---------- GIVEN PASSAGE

I think you overlooked a couple of important items and passed some misinformation.

One of the most despicable methods of infection is the drive-by installation, where merely accessing a web site allows spyware to be installed without user knowledge or consent. An example is "www.googkle.com" (DON'T go there!).

Under signs of infection you should list "Unexplained reduction in bank account balances" and "Dramatic increase in credit card balances" :-).

Under Prevention you suggest that users always use Alt-F4 or the corner "X" close button to close popup windows. Alt-F4, or sometimes Ctrl-F4 or Ctrl-W, depending on the browser, is a safe method of dismissing a window, but many popup windows have an "X" close button that is not an actual Windows control, yielding the same effect as the "OK" or "Agree" button.

Most importantly of all, you neglect to strongly recommend that people NOT USE IE, but use a different browser not based on IE, and to disable use of ActiveX. These two items are probably responsible for the majority of infestations and other problems resulting from web use.

--------------------

Answer these questions about the spyware comment:
1. What happens in a drive-by installation?
2. Besides Alt-F4, which two keystrokes does it name for dismissing a window?
3. What does it say people should disable?

---------- SOURCE MATERIAL

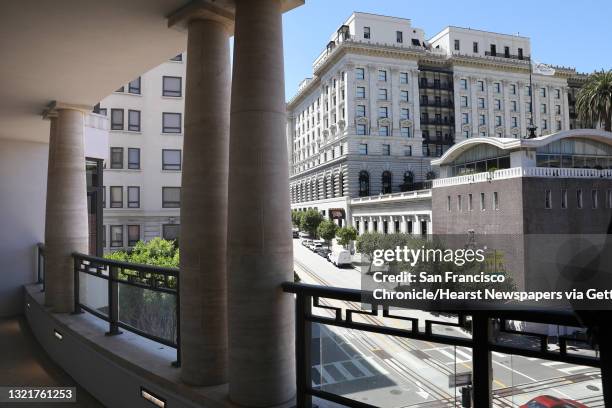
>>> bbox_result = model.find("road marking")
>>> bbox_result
[542,361,567,367]
[491,360,538,382]
[557,366,590,374]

--------------------

#### ANSWER TO THIS EXERCISE:
1. Merely accessing a web site allows spyware to be installed without user knowledge or consent.
2. Ctrl-F4 and Ctrl-W, depending on the browser.
3. ActiveX.